[Excerpt to read]
Insects are key organisms for terrestrial ecosystems and serious losses in insect diversity lead to a decline in insectivorous species, affect ecological functions like pollination and alter vegetation and community composition (IPBES 2019). An increasing number of publications show the gradual loss in insect species diversity, including biomass and abundance (summarized in Sánchez‐Bayo and Wyckhuys 2019, 2021; van Klink et al. 2020; Wagner 2020). Most alarmingly, loss of insect biodiversity is not only observed on arable land but also within various types of nature conservation areas (Hallmann et al. 2017, 2021; Rada et al. 2019). An observed biomass reduction in insects of almost 80% over 27 years in German nature conservation areas (Hallman et al. 2017) has received widespread attention in the scientific community, the public and German policy makers (Bundestag 2017) and the authors called for a transdisciplinary approach analysing the current state of insect diversity.

The project DINA—Diversity of Insects in Nature protected Areas

The project (DINA 2021), developed by a consortium of eight partners, implements an interdisciplinary approach of comprehensive assessment of insect and associated plant diversity and pesticide exposure in combination with intensive stakeholder analyses and exchange in German nature protected areas. Combined with the scientific results, DINA aims for full integration into societal knowledge, as effective solutions can only be implemented through cooperation between stakeholders.
[/Excerpt to read]
→ Directions
A. Answer these from the passage on insect decline:
(i) By how much did insect biomass drop in German nature conservation areas, and over how many years?
(ii) How many partners make up the consortium that developed the DINA project?
(iii) Besides arable land, where has loss of insect biodiversity also been observed?
B. From the passage on insect decline, extract word for word the stretch from "The project DINA—Diversity" through "cooperation between stakeholders.".
[Extracted material]
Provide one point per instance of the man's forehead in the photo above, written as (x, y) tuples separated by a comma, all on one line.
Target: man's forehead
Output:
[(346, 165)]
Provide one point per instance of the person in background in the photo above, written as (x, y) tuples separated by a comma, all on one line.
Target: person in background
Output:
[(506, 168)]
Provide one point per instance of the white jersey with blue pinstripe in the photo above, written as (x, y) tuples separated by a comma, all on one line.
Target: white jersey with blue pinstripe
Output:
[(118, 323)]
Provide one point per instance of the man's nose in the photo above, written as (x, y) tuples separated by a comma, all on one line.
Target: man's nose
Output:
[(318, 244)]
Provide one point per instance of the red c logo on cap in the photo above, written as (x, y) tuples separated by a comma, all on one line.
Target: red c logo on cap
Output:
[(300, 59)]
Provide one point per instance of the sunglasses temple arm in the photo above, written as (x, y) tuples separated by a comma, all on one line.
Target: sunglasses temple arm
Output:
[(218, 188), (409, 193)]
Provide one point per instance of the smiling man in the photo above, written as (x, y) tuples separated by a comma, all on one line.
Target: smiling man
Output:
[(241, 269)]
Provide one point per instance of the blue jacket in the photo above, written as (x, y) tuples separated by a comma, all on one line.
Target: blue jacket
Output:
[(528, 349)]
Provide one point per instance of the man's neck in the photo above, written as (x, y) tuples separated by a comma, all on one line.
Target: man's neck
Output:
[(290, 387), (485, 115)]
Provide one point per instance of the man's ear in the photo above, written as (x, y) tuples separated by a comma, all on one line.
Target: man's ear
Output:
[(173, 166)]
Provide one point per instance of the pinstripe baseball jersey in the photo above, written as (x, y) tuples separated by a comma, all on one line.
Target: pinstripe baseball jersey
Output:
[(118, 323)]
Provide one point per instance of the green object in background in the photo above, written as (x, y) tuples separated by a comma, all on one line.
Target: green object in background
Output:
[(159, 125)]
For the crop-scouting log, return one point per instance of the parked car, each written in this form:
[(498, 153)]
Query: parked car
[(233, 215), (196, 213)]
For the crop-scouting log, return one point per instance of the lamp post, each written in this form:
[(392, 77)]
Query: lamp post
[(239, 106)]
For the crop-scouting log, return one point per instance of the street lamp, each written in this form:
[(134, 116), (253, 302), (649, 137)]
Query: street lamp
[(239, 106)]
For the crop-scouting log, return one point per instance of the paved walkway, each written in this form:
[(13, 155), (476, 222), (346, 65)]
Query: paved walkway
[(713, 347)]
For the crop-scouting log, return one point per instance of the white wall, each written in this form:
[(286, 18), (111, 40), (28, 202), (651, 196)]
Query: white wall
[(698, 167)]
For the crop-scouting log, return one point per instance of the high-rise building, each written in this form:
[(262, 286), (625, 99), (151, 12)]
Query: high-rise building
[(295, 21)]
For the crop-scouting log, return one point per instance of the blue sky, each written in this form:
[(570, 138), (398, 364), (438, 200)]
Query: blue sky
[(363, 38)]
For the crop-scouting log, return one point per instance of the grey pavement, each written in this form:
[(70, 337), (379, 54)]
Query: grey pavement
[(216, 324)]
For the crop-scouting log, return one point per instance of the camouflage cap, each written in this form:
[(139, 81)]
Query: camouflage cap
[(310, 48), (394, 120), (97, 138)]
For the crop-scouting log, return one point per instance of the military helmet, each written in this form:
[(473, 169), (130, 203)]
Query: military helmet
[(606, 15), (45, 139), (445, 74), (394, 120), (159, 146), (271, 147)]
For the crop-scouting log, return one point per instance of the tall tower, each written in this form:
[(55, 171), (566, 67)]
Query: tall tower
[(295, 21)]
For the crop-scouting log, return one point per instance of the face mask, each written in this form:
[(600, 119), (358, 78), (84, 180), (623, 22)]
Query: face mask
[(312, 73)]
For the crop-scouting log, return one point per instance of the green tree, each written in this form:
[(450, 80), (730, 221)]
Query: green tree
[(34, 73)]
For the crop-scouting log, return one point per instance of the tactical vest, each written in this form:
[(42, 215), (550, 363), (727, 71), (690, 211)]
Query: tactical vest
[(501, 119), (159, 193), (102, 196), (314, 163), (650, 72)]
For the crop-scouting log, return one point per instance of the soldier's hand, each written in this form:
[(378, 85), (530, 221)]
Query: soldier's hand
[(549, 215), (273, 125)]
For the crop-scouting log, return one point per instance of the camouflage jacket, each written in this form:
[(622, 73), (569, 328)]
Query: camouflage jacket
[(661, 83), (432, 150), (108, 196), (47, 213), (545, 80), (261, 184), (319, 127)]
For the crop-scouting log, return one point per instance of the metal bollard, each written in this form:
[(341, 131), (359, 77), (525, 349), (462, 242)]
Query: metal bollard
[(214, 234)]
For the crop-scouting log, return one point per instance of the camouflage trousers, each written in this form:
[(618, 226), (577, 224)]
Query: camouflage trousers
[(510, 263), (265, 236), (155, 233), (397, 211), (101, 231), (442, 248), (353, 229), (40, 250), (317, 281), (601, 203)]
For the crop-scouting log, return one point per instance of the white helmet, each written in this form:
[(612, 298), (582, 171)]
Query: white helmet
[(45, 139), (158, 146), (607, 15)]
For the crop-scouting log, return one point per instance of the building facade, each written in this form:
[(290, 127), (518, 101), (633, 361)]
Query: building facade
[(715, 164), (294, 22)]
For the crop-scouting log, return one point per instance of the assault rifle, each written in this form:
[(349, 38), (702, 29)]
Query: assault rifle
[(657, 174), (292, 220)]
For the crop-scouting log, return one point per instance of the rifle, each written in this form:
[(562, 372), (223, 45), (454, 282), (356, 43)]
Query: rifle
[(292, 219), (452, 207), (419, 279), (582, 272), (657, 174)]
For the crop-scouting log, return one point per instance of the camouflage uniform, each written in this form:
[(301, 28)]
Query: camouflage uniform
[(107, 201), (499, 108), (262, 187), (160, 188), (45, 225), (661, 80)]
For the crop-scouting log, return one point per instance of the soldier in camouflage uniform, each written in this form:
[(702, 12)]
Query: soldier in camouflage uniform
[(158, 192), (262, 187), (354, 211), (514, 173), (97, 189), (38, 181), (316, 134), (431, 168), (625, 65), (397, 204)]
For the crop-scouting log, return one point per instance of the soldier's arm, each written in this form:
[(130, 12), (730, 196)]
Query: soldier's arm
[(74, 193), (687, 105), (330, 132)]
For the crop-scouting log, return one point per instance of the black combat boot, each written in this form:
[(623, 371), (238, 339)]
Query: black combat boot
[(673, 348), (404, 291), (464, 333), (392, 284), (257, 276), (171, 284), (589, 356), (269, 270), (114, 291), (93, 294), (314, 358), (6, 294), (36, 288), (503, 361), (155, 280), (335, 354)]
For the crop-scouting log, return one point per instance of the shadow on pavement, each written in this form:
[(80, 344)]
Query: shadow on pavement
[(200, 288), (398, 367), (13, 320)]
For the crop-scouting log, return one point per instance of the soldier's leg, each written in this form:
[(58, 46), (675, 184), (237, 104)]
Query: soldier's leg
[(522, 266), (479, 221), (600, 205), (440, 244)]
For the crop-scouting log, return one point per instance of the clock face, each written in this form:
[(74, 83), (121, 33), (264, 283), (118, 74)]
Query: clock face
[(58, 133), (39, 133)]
[/Extracted material]
→ Answers to the exercises
A.
(i) Almost 80% over 27 years
(ii) Eight
(iii) Within various types of nature conservation areas

B.
The project DINA—Diversity of Insects in Nature protected Areas

The project (DINA 2021), developed by a consortium of eight partners, implements an interdisciplinary approach of comprehensive assessment of insect and associated plant diversity and pesticide exposure in combination with intensive stakeholder analyses and exchange in German nature protected areas. Combined with the scientific results, DINA aims for full integration into societal knowledge, as effective solutions can only be implemented through cooperation between stakeholders.